_実施する作業_
a. ナオミ・ワッツについての文章から、"32歳にしてウルトラブレイクするきっかけを掴んだのでした。"から"使いながら書き連ねていたのですが。"までをその語句も含めて一字一句たがえずに書き写してください。
b. 次の(i)～(iii)がナオミ・ワッツについての文章の内容と合っているかを、それぞれ「はい」か「いいえ」で答え、判断の決め手となる文章中の語句をそのまま引用してください。(i) 筆者がワッツを知ったのは『マルホランド・ドライブ』だった。(ii) 兄貴の二人目の子供は、筆者の本名から一文字を取って名付けられた。(iii) ワッツは現在40歳のハリウッド女優である。

_本文抜粋_
──────────
俺がワッツで、ワッツが俺で① | 脚本家・柿本流(かきのもとりゅう)の「打倒!ナオミ・ワッツ!!」

俺がワッツで、ワッツが俺で①

さぁさぁ、いきなり間が空いたぜ!


夏だからぜ!

夏なのに外出せず「ロスト」三昧

だったからだぜ!

兄貴に二人目の子供が生まれたりも

したからだぜ!

俺の本名の一文字取って命名され、

恐縮したからでもあるんだぜ!

って、全部言い訳だぜ!


さて。


いい加減、僕とナオミの話を

しなければいけません。



ナオミ4

「ナオミよーん」



いい加減にしなければいけません。

今更TBCのCMとか、誰も覚えてないのかも

しれませんし。



「直美やーん。藤山のほうやけどな」



これはちょっとありなのかもしれません。

この顔力にはどんなボケをもってでしても

太刀打ちできませんし。



じゃあーーなくて。



ナオミ2

「ナオミです。苗字はワッツっていいます」


そうそう、この人です。

ナオミ・ワッツ。現在、38歳のハリウッド女優。

彼女との出会いはデビット・リンチ監督の

『マルホランド・ドライブ』でした。

リンチの作品は相変わらず&案の定

よーわからんお話でしたが、それを

マスコミュニケーションでは「リンチの悪夢的迷宮」とか

書き連ねてましたが、そんな迷宮に当時32歳の

ワッツは果敢にも挑んで見事ブレイク。

レズビアンシーンに持ち前の美乳で挑み、

32歳にしてウルトラブレイクするきっかけを掴んだのでした。


2006年1月、関西限定の某大手カルチャー誌で

『イカと銀杏』という「名作映画に隠された文脈エロスの糸を手繰る」

というようなミニコラムを連載していて、僕はそんな

ワッツのサクセス物語をやはり「リンチの悪夢的迷宮に!」とか

使いながら書き連ねていたのですが。


当時上映中だった「キングコング」もチェックして

劇中のワッツにさらに心打たれたのです。



だって、物凄く変なダンスしてたでしょ?


デカイゴリラの前で、物凄く変なダンスしてましたでしょ?


獰猛なゴリは、ちょっと嬉しそうにしてたでしょ?


ゴリ

「ナオミ、その踊りはアリかもね」



そんなナオミに心打たれ、そして私は断言する。

美女ほど物凄く変なダンスが似合う生き物はいないと。


学生時代にクラス1の美女を日曜日に見かけ、

その私服が物凄くダサかったことにドキッとしたり。


起き抜けの彼女がおもむろにメガネをかけて

歯磨きをしている姿にドキッとしたり。


そのメガネが3000円くらいのメガネ屋のカゴで

叩き売られている安物だということが判明して

ガクッときたり。


男の子なら、一度はこういう思いを抱いたことが

あるはずです。
──────────
位置アノテーションデータセットの抜粋:
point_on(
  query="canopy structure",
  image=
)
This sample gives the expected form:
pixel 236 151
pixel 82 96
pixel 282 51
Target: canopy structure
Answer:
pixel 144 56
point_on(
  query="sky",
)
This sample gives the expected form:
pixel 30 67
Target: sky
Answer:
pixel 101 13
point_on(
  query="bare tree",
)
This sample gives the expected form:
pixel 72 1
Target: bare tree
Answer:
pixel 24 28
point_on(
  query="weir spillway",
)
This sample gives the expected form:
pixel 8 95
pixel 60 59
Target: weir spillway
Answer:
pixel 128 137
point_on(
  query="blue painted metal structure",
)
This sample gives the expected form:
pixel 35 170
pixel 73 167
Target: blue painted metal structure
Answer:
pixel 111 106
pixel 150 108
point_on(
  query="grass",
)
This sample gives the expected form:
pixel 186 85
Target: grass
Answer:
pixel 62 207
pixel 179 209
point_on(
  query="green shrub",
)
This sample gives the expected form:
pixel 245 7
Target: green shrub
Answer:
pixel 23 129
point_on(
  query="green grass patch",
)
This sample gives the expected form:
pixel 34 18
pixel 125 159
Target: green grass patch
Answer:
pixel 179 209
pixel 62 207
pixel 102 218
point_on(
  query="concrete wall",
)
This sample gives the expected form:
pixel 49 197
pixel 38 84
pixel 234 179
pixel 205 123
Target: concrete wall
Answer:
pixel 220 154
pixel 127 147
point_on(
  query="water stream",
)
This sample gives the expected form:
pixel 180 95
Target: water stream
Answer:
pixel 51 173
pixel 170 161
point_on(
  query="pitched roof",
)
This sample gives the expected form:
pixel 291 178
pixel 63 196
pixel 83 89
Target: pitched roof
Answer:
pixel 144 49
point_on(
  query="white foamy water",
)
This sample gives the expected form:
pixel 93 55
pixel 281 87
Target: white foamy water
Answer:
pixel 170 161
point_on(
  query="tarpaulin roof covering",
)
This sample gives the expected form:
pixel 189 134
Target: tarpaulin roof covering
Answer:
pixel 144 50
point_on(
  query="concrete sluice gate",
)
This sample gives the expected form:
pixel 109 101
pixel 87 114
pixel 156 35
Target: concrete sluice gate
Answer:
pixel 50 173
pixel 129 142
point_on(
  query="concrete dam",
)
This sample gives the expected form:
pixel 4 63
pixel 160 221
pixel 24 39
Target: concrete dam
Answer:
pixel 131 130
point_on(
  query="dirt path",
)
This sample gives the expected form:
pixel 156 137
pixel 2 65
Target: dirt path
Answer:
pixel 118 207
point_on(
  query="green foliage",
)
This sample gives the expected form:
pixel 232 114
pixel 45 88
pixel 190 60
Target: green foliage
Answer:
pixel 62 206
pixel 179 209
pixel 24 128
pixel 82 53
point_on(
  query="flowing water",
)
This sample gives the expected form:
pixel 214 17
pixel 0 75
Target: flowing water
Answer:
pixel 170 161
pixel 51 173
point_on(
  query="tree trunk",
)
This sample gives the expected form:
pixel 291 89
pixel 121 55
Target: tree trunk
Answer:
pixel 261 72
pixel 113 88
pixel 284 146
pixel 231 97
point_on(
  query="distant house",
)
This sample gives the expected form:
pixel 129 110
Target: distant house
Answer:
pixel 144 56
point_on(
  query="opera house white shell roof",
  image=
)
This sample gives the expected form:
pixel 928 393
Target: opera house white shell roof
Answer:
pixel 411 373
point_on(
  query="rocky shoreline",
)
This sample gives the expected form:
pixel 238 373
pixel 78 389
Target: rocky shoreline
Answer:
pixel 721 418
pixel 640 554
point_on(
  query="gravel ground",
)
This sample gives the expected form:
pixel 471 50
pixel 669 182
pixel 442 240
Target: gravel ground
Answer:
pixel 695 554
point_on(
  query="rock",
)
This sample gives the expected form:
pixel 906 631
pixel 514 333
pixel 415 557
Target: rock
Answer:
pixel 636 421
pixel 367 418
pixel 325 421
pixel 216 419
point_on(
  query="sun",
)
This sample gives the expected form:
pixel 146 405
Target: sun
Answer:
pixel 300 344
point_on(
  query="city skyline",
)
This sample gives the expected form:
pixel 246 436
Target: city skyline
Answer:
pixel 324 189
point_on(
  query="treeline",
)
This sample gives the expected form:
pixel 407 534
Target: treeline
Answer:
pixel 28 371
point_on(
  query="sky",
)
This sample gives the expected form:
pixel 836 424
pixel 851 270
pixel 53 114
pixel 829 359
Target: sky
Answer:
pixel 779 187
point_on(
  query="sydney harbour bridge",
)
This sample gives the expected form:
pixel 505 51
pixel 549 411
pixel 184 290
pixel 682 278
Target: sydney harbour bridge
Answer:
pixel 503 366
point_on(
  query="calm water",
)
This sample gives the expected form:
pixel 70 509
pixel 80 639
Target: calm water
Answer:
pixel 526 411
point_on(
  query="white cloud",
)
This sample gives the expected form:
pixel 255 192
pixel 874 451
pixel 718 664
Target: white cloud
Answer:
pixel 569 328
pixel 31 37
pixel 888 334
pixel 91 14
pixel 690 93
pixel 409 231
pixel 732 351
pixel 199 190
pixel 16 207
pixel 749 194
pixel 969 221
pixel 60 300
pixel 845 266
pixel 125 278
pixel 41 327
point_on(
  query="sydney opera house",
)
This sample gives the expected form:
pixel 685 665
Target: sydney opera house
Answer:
──────────
_作業ごとの出力_
a.
32歳にしてウルトラブレイクするきっかけを掴んだのでした。


2006年1月、関西限定の某大手カルチャー誌で

『イカと銀杏』という「名作映画に隠された文脈エロスの糸を手繰る」

というようなミニコラムを連載していて、僕はそんな

ワッツのサクセス物語をやはり「リンチの悪夢的迷宮に!」とか

使いながら書き連ねていたのですが。

b.
(i) はい。「彼女との出会いはデビット・リンチ監督の『マルホランド・ドライブ』でした。」
(ii) はい。「俺の本名の一文字取って命名され、」
(iii) いいえ。「ナオミ・ワッツ。現在、38歳のハリウッド女優。」